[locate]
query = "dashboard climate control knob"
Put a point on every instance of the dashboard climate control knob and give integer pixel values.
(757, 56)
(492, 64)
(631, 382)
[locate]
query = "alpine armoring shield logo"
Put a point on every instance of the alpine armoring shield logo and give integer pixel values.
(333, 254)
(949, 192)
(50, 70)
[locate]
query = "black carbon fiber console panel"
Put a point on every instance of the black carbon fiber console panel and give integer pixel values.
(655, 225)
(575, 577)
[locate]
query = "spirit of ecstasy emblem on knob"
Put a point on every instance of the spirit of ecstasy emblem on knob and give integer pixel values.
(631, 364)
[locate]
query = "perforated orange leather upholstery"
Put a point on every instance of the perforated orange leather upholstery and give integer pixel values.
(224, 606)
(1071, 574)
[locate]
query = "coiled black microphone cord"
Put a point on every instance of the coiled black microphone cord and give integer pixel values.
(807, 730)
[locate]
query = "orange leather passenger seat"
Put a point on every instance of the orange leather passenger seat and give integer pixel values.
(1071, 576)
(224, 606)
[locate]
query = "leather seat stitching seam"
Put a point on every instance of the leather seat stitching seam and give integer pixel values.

- - - - -

## Activity
The response should consist of every record, written out exactly as given.

## Answer box
[locate]
query = "dashboard climate control knob"
Put a point on every instance of the dashboard climate control knob and give integer pixel values.
(757, 56)
(492, 64)
(631, 382)
[locate]
query = "alpine armoring shield logo"
Put a point on every instance of the alpine armoring shield logo and give integer pixel values.
(333, 254)
(949, 192)
(50, 70)
[locate]
query = "black carbon fiber console panel"
Put a point on every instance of the black carbon fiber console panel and give integer pixel values.
(655, 225)
(575, 577)
[locate]
query = "spirit of ecstasy emblem on knob"
Put a point on every instance of the spirit of ecstasy emblem on knob and give integer pixel values.
(631, 364)
[locate]
query = "perforated orange leather upholstery"
Put a point on every instance of the perforated orange leather upholstery and give integer pixel values.
(224, 606)
(1071, 574)
[locate]
query = "coiled black microphone cord"
Put a point on every instance of the coiled black microphone cord and give integer pixel values.
(807, 730)
[locate]
query = "orange leather passenger seat"
Put a point on every instance of the orange leather passenger seat and give integer pixel values.
(1071, 576)
(224, 606)
[locate]
query = "leather seat stitching seam"
Put a point on every instance of the leather seat stitching seam and give integer pixel values.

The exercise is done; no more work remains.